Well I feel that is plenty for today. Got the writing bug now… maybe I will go write some snail mail.

Tuesday, July 25, 2006

Genealogy, but not in the strictest sense of the word.

So while indulging in one of my early morning skype chats with the wonderful M today (although we don’t tell him to his face he is wonderful, but early in the morning not much is in my opinion) I used the expression ‘daft as a brush’ (I was referring to him and I stand by my description). We are both remarkable good at going off on tangents and, instead of continuing our previous topic, pondered the origins of this phrase. I mean brushes aren’t daft, they are functional and bristly. Of course I turned to google as I often do in these situations. Here are my findings… (I feel I need some dramatic music in here to set the mood)

Those of us that hail from ol’ Blighty, and maybe some that don’t, know that in Victorian times little kids were used as chimney sweeps as they could climb up into the chimney and sweep out all the dirt. Apparently this was quite a skill (I know it was easy to get lost and stuff in the big flues) and the apprentices were not trusted to climb up but were instead dropped down the chimney head first, interesting training technique indeed. At this point I should say I feel the whole thing becomes a little unlikely but it came from several sources and I found no better explanation of the phrase’s origin so I shall soldier on. This ’sky dive’ apparently resulted in head trama (who would have thought it?) and let’s face it some mental and behavioural issues as a result. The brushes went daft. Voila! I do wonder why when we call them chimney sweeps we say daft as a brush not daft as a sweep but that is something for another day.

What pleases me about this whole thing though is that is explains something else to me - Dick Van Dyke in Mary Poppins (aka the worst attempt at a cockney accent ever). I am quite willing to accept his performance was a result of being dropped on his head too many times as a child.

Observations..

There are ants everywhere. I am beginning to think they are following me. I am sensing a conspiracy, if ants are capable of conspiracies. I don’t want to underestimate their capabilities.

Monday, July 24, 2006

Felled by… an ant?

So this weekend (well from crack o’dawn Thursday through Sunday) saw me off to Florida (St Pete’s) to visit the parentals who are renting a condo out there. Thought it would be a splendid way to relax from the stress of the summer semester…. mistake, oh what a mistake. Thursday afternoon we are leaving the beach and it turns out it is feeding time at the zoo. Alas the fodder on hand appeared to be my foot and the animals were some ants. Guess what? I am allergic to ants! Who knew? Not me that’s for sure, although my foot swelling up and going slightly purple.. and dare I say it pus-like (yuck) was a fairly large clue.

### DATA PROVIDED
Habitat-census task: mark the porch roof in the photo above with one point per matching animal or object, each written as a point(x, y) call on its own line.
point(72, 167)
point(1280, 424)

### PROBLEM STATEMENT
Copy the part of the blog post above starting at "There are ants" and ending at "underestimate their capabilities.", word for word.

### ANSWER TO THIS EXERCISE
There are ants everywhere. I am beginning to think they are following me. I am sensing a conspiracy, if ants are capable of conspiracies. I don’t want to underestimate their capabilities.